*YOUR TASKS*.
1. Answer these questions from the 1921 class notes:
(a) Of what company is Dutch Bausher president?
(b) What team did Clarence W. Sanders Jr. captain?
(c) According to Nels Barker, how many other Dartmouth graduates are on the Mayo Clinic Staff?
2. Write the next part of the 1921 class notes, picking up after their last sentence.

Class Notes

1921

May 1947 DONALD G. MIX, ROBERT M. MACDONALD
Class Notes
1921
May 1947 DONALD G. MIX, ROBERT M. MACDONALD

We learned quite a bit more about our old friend Dutch Bausher from the Reading, Pa., Spotlight News, the official organ of the "Y." Dutch is a member of the Board of Directors of the Central YMCA and he still is active in skating, skiing and tennis even as in Hanover. He teaches Young Married Couples class at Holy Cross Methodist Church, and as we should all know by now is President of Infant Socks, Inc., in his spare time, when he isn't working for the class. Kemp Fuller who is Manager, Commercial Research, U. S. Steel Corp. is also on the Committee on Business Statistics of the U. S. Chamber of Commerce! Clarence W. Sanders Jr. has requested the Alumni Record Office to classify him with our class thereby attesting to his superior acumen, and we welcome him to the fold. Clarence is a Phi Gam, was Captain of the Tennis Team, President of the New England Lawn Tennis Association and is a geologist with Shell Oil Cos. Possibly we have here the answer to the perennial Hicks on the tennis court. Bets are now being arranged for the great match at the 30th. Hilt Campbell when sending in his questionnaire says he doesn't see much of the boys but learned that DaveTrainor spends his vacations at the same lake he does so he is planning a small reunion next summer if it can be arranged. They missed last year. Dr. Nels Barker wrote some welcome news about himself and his family from Rochester, Minn.:

To my sorrow I have seen very few of the boys of '2l in the last ten years and unfortunately I have been unable to make the reunions since 1931. There are nine other Dartmouth graduates on the Mayo Clinic Staff but none from classes under four years removed from '2l either way. For the record I am beginning my 22nd year on the Mayo Clinic Staff— present position—Consultant in Medicine and Associate Professor of Medicine of the Mayo Foundation Graduate School of Medicine, University of Minnesota. Am happily married these twenty-one years to "Flo" who was with me at the 10th Reunion. Have three children: Sylvia, a sophomore at the University of Wisconsin, Dave who hopes to enter Dartmouth as a freshman next Fall, and Bob, age 13, who hopes to be in the class of '56. The only thing I regret about living in Rochester is that it is so far away from the places where the '2lers are able to gather frequently.

*SUPPLIED DATA*.
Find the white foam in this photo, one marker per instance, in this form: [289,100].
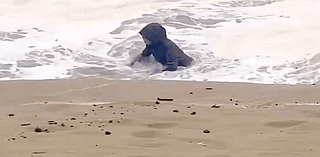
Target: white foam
[275,42]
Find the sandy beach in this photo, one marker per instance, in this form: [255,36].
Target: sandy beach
[95,117]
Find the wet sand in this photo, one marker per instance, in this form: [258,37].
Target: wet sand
[95,117]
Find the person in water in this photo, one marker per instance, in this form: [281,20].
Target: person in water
[163,49]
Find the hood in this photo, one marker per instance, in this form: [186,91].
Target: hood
[154,32]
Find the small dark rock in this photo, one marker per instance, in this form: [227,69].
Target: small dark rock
[206,131]
[107,133]
[175,111]
[25,124]
[215,106]
[37,129]
[164,99]
[51,122]
[238,20]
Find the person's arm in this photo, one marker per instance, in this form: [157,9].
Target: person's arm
[145,53]
[172,62]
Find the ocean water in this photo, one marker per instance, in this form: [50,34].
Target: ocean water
[257,41]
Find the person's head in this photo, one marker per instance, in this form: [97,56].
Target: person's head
[153,33]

*TASK RESULTS*.
1.
(a) Infant Socks, Inc.
(b) The Tennis Team
(c) Nine

2.
Frank Foster's daughter Patricia Ann was married recently to Robert E. Prout. Pat is a graduate of the East Greenwich Academy and is a Sophomore at Rhode Island State College. Her husband is also at R. I. State and served for two years during the war in the U.S.A.A.F. George Frost, one of our Fratres in Urbe, as they are laughingly called, has agreed, (after a slight prod from President Tom) to take over the "Smoker" for the rest of the year as Bill Codding had to beg off he's so busy. A short cheer for Tom and George. The Professor didn't even answer our letter suggesting a little guest editoring, but it will seem good to browse through some of his succinct, and at times dour prose again.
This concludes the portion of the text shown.